--- BEGIN ---

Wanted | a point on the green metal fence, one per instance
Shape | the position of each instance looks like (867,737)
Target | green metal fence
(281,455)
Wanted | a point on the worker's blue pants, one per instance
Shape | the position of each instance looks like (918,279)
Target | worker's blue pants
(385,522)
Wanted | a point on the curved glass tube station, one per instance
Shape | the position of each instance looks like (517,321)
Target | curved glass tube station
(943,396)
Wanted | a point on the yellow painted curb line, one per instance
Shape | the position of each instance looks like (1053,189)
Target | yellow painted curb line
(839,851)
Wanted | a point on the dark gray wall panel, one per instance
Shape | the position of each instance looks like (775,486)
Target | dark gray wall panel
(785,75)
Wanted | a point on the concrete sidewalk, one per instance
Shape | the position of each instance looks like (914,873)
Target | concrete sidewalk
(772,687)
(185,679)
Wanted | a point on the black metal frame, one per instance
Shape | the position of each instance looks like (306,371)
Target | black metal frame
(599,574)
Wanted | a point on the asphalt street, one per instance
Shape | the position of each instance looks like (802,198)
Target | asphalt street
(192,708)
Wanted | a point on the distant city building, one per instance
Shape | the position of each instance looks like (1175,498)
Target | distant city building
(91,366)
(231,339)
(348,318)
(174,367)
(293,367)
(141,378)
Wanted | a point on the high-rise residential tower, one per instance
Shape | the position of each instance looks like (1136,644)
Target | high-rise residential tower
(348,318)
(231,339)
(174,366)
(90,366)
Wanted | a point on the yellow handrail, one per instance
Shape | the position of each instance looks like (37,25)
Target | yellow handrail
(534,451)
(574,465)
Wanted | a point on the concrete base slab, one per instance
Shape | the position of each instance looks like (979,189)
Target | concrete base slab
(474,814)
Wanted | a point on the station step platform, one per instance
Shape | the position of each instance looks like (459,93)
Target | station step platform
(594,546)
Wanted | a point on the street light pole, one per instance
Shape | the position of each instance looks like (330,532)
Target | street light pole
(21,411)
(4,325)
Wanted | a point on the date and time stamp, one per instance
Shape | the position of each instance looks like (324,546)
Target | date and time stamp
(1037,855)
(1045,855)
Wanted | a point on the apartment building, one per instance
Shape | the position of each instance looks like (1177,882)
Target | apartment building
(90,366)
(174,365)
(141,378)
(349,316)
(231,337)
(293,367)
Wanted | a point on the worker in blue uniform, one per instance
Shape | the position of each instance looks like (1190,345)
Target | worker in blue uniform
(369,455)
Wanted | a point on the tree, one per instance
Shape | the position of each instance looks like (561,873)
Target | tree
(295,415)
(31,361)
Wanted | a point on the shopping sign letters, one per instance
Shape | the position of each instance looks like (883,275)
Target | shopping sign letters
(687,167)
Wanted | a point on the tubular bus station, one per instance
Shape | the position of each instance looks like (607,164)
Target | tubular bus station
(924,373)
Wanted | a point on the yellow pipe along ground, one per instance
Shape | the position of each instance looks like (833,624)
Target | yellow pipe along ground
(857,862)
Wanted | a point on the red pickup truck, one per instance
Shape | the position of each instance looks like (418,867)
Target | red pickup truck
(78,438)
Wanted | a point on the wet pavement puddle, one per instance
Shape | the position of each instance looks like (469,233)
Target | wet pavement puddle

--- END ---

## [Written request]
Set down the entries verbatim, leaving none out.

## [Exercise solution]
Wanted | a point on the green metal fence, one per instance
Shape | the position of each instance looks like (867,737)
Target | green metal fence
(281,455)
Wanted | a point on the worker's blue pants, one per instance
Shape | the position of each instance looks like (918,279)
Target | worker's blue pants
(385,522)
Wanted | a point on the curved glass tube station, one per instance
Shape | the position of each instance looks like (517,321)
Target | curved glass tube station
(943,396)
Wanted | a point on the yellow painted curb line, one per instance
Shape | the position of each instance looks like (1053,189)
Target | yellow painted curb line
(839,851)
Wanted | a point on the dark gray wall panel, one per instance
Shape | the position of each instance looks like (775,486)
Target | dark gray wall panel
(785,75)
Wanted | a point on the concrete sidewalk, one per instance
Shape | the position of each instance looks like (914,873)
Target | concrete sidewalk
(772,687)
(185,679)
Wanted | a point on the black metal frame, one per instance
Shape | the position of each instance looks like (306,371)
Target | black metal frame
(599,574)
Wanted | a point on the asphalt street, one per instance
Shape | the position of each instance looks like (802,198)
Target | asphalt street
(192,708)
Wanted | a point on the distant city building, one per instance
Shape | the position of each instance looks like (1175,498)
Target | distant city building
(91,366)
(231,339)
(348,318)
(174,367)
(293,367)
(141,378)
Wanted | a point on the high-rise residential tower, one per instance
Shape | the position of each instance looks like (1136,644)
Target | high-rise residential tower
(348,318)
(231,339)
(174,366)
(90,366)
Wanted | a point on the yellow handrail, one per instance
Shape | the position of each instance looks like (37,25)
Target | yellow handrail
(534,451)
(574,465)
Wanted | a point on the concrete base slab, one per instance
Shape | the position of each instance looks like (979,189)
Target | concrete base slab
(474,814)
Wanted | a point on the station step platform, one per instance
Shape | the position of each instance looks like (459,93)
Target | station step platform
(594,546)
Wanted | a point on the street light pole, one per instance
Shape | the position of each instance looks like (330,532)
Target | street light pole
(21,411)
(4,325)
Wanted | a point on the date and time stamp, one per instance
Shape | the position of each instance looks like (324,546)
Target | date and time stamp
(1037,855)
(1045,855)
Wanted | a point on the apartment building, one per instance
Shape | the position of each instance looks like (1177,882)
Target | apartment building
(90,366)
(174,365)
(141,378)
(349,316)
(231,337)
(293,367)
Wanted | a point on the worker in blue uniform, one per instance
Shape | the position of each instance looks like (1190,345)
Target | worker in blue uniform
(369,455)
Wanted | a point on the tree, one per instance
Shape | the position of each instance looks like (561,873)
Target | tree
(295,415)
(31,361)
Wanted | a point on the shopping sign letters, one per instance
Shape | the position of each instance looks like (883,275)
Target | shopping sign letters
(687,167)
Wanted | a point on the tubular bus station, one per instance
Shape | the position of each instance looks like (607,164)
Target | tubular bus station
(924,373)
Wanted | a point on the yellow pipe along ground, one per instance
Shape | the position of each instance looks like (833,624)
Target | yellow pipe along ground
(857,862)
Wanted | a point on the red pickup truck, one per instance
Shape | the position of each instance looks like (418,867)
Target | red pickup truck
(78,438)
Wanted | a point on the wet pavement puddle, one per instance
Shape | the position of each instance looks like (469,233)
Target | wet pavement puddle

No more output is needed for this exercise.